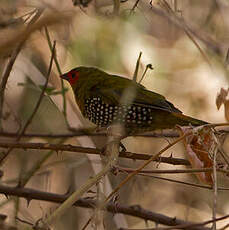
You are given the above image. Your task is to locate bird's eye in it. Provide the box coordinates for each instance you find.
[71,73,76,78]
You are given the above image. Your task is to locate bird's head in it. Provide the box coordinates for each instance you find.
[60,67,82,87]
[60,66,104,90]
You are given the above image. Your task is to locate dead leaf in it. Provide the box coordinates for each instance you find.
[178,126,217,185]
[216,88,229,122]
[216,88,228,110]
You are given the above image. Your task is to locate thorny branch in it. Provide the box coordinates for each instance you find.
[125,214,229,230]
[41,125,124,227]
[0,141,190,166]
[117,166,229,175]
[0,126,228,139]
[0,129,181,138]
[0,184,210,230]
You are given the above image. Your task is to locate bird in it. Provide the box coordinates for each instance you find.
[60,66,208,134]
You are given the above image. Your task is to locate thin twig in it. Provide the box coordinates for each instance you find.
[105,132,191,203]
[218,146,229,169]
[0,9,44,130]
[44,27,67,117]
[81,217,93,230]
[149,5,221,55]
[41,125,123,227]
[118,166,229,174]
[137,174,229,191]
[159,0,212,68]
[212,149,217,230]
[22,9,38,23]
[0,40,56,164]
[138,64,153,84]
[129,0,140,16]
[128,214,229,230]
[133,52,142,82]
[225,48,229,66]
[212,131,218,230]
[219,223,229,230]
[21,42,56,136]
[212,129,229,169]
[16,217,33,226]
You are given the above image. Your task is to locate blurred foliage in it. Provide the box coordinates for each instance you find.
[0,0,228,229]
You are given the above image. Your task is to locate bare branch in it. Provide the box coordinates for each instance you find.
[0,141,190,165]
[0,184,210,230]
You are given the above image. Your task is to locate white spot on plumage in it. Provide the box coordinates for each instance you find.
[84,97,155,127]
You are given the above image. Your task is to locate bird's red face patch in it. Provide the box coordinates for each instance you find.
[61,70,79,86]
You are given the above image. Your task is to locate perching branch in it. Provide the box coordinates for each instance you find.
[0,141,191,166]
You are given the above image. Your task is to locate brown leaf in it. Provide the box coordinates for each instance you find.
[216,88,229,110]
[178,126,216,185]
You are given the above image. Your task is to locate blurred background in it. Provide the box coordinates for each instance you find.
[0,0,229,229]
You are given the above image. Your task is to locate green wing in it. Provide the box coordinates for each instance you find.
[89,75,182,114]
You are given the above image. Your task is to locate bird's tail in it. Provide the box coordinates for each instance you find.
[172,113,208,127]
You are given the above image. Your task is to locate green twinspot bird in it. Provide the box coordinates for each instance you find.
[60,66,207,134]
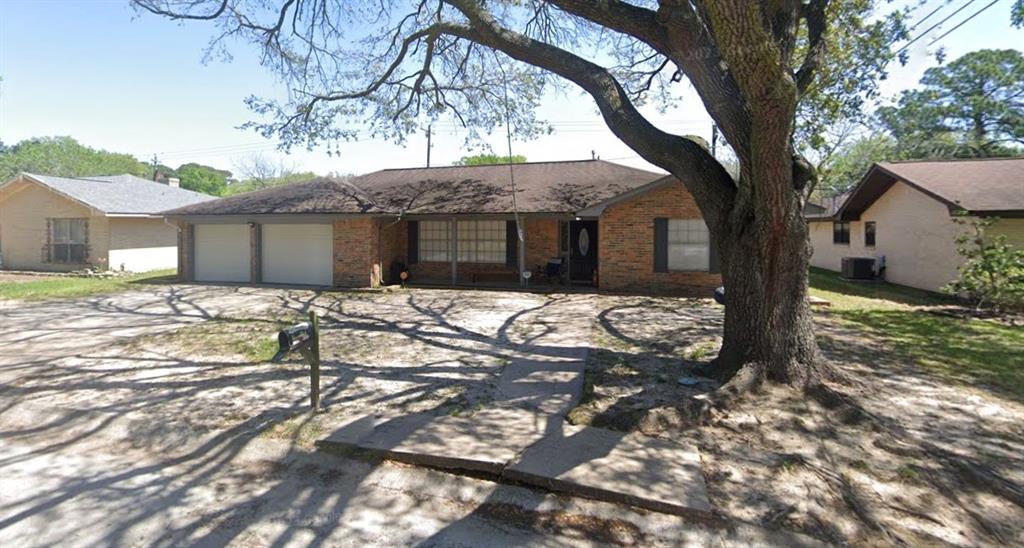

DIRECTIONS:
Exactly the lines from the one with "to locate brown" through the end of the entries above must be written out, and no pictures may be included.

RESULT FOR THIS EXERCISE:
You are given the above image. Your task is to locate brown leaf in it. Provide the box coordinates for each instance you find.
[216,88,229,110]
[178,126,216,185]
You are given the above image. Your task is to locate blurred background in it. Provide the box coordinates for each instance you find.
[0,0,229,229]
You are given the above image. Your task is to locate green wing in it. Provide the box coordinates for each instance you find.
[89,75,182,114]
You are given the above image. Your task is to locate bird's tail in it. Provide the box coordinates for each instance you find.
[172,113,208,127]
You are given the above image. Your task is to locate green twinspot bird in it. Provide the box coordinates for each instance you find.
[60,66,207,134]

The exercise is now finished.